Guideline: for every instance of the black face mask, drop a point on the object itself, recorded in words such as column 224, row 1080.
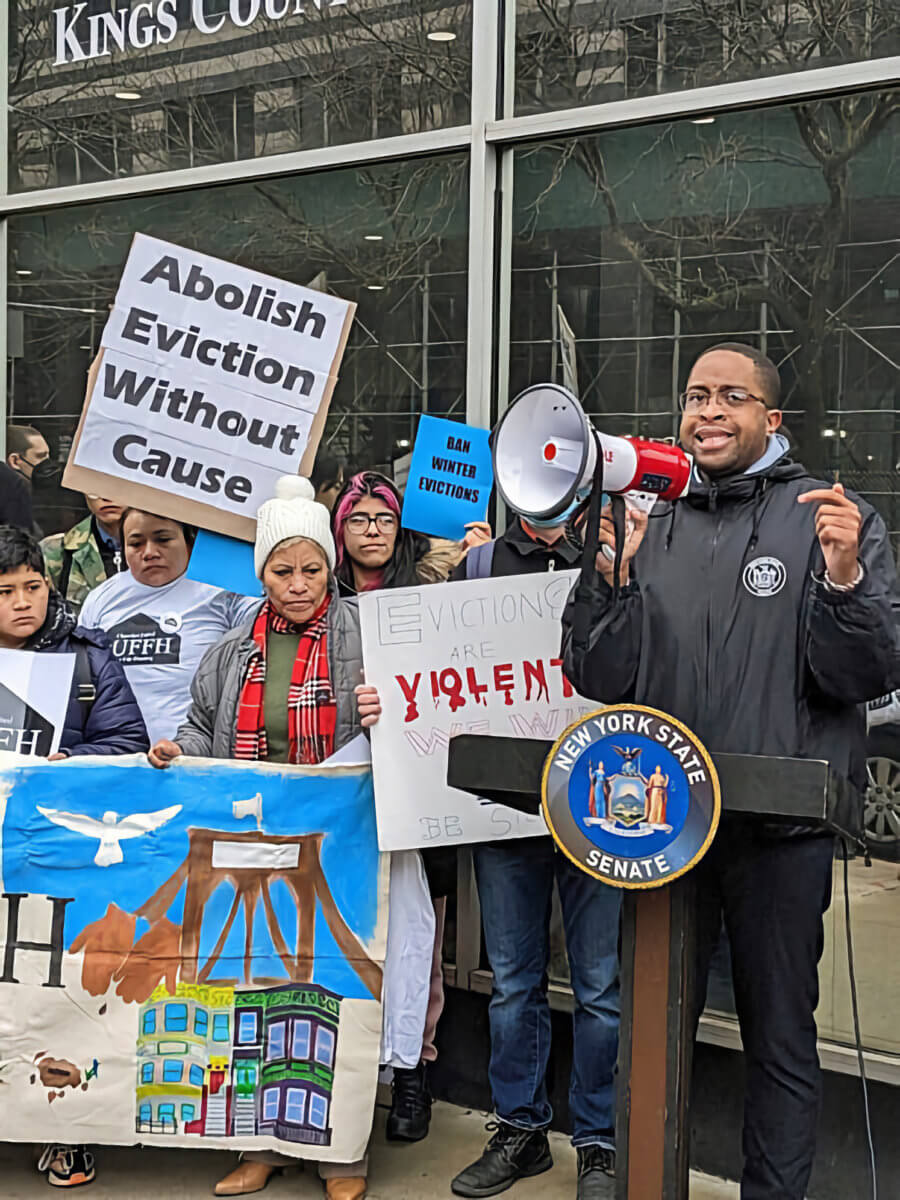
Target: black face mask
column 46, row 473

::::::::::

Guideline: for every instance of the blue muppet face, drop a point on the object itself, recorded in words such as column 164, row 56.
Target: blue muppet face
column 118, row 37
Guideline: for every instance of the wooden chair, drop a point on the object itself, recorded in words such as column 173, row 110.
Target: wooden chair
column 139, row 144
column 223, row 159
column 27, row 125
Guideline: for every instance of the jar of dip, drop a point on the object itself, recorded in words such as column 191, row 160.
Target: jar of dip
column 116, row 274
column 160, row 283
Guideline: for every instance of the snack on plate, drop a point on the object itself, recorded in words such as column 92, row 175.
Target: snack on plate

::::::::::

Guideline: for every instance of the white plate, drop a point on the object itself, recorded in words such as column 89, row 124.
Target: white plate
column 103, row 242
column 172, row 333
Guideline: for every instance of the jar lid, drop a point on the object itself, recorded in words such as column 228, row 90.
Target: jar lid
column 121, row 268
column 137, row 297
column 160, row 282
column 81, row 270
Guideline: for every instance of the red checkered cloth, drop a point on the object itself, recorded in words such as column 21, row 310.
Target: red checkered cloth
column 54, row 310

::::::::::

**WHAT NEEDS TO BE DONE:** Reproduce word for word the lines of the material above, starting at the line that contains "Guideline: for every instance of the wooden" and ending at the line that contains "Target: snack on plate", with both of those lines included.

**TASK OUTPUT:**
Guideline: for every instance of the wooden chair, drop a point on the object itself, recorded in words such as column 173, row 110.
Target: wooden chair
column 139, row 144
column 223, row 159
column 27, row 125
Guideline: for every instance of the jar of dip, drop a point on the object itself, recorded in words such as column 191, row 160.
Target: jar of dip
column 116, row 274
column 160, row 283
Guideline: for every instance of the snack on plate, drop a point on the object itself, recorded in words such as column 92, row 175.
Target: snack on plate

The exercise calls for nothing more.